"""

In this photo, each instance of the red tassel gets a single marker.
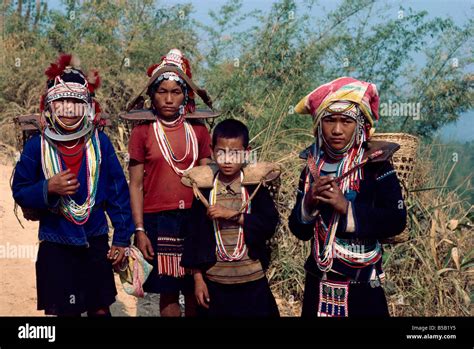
(57, 68)
(150, 69)
(93, 80)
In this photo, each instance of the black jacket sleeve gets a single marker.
(387, 215)
(199, 243)
(303, 231)
(260, 224)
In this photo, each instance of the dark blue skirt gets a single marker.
(166, 224)
(74, 279)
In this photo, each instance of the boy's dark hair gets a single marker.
(231, 128)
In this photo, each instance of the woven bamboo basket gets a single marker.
(403, 162)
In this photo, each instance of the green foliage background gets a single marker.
(258, 75)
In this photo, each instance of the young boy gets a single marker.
(70, 175)
(227, 249)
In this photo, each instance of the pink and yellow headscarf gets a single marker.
(361, 93)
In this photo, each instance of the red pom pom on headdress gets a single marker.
(93, 81)
(58, 68)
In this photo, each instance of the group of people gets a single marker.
(213, 251)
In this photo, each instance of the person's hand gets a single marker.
(334, 197)
(116, 254)
(218, 211)
(320, 185)
(144, 245)
(63, 183)
(200, 291)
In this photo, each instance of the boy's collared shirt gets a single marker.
(232, 272)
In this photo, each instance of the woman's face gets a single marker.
(338, 130)
(69, 110)
(168, 98)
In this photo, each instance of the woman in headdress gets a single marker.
(160, 152)
(70, 174)
(349, 198)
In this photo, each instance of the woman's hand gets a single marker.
(334, 197)
(144, 245)
(116, 254)
(63, 183)
(320, 185)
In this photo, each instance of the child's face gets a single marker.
(229, 154)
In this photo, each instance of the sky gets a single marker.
(459, 10)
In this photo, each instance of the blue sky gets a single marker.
(459, 10)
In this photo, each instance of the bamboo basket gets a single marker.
(403, 162)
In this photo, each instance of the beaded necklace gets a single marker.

"""

• **EXERCISE INSTRUCTIONS**: Leaving every image behind, repeat the data in full and exactly.

• **THE ANSWER**:
In this photo, each instance of the red tassel gets a single marker.
(57, 68)
(150, 69)
(93, 80)
In this photo, each instance of the black jacket sleeve gets a single marker.
(387, 215)
(199, 243)
(303, 231)
(260, 224)
In this photo, each instance of the dark blue skirt gets a single marker.
(166, 224)
(74, 279)
In this photo, each instance of the boy's dark hair gets a single marker.
(231, 128)
In this photo, each instance of the woven bamboo basket gets a single marker.
(403, 162)
In this photo, each instance of the green foliage background gets a single marker.
(258, 75)
In this photo, each instance of the young boy gets a single marker.
(70, 175)
(227, 249)
In this photo, each instance of the pink and yellow headscarf gets a single marker.
(361, 93)
In this photo, each instance of the red pom pom on headdress gets a single marker.
(93, 81)
(58, 68)
In this photo, each instance of the group of people gets a single marker.
(213, 251)
In this photo, each instance of the person's hand gets a single marker.
(334, 197)
(116, 254)
(218, 211)
(320, 185)
(144, 245)
(63, 183)
(200, 291)
In this photo, each instance of the boy's collared shirt gets a single marker.
(232, 272)
In this photo, each instance of the woman's face gets a single marker.
(338, 130)
(69, 110)
(168, 98)
In this photo, each instance of the woman in headdress gets a single marker.
(160, 152)
(70, 174)
(349, 198)
In this photo, each instance of the woman's hand gets a single marker.
(334, 197)
(144, 245)
(116, 254)
(63, 183)
(320, 185)
In this photo, each instance of the child's face gets a single marker.
(229, 154)
In this photo, each instance of the sky gets a single marker.
(459, 10)
In this photo, each instance of the blue sky gets a single marker.
(459, 10)
In this photo, each instance of the bamboo basket gets a single marker.
(403, 162)
In this photo, each instance of the beaded necklace gets a single marker.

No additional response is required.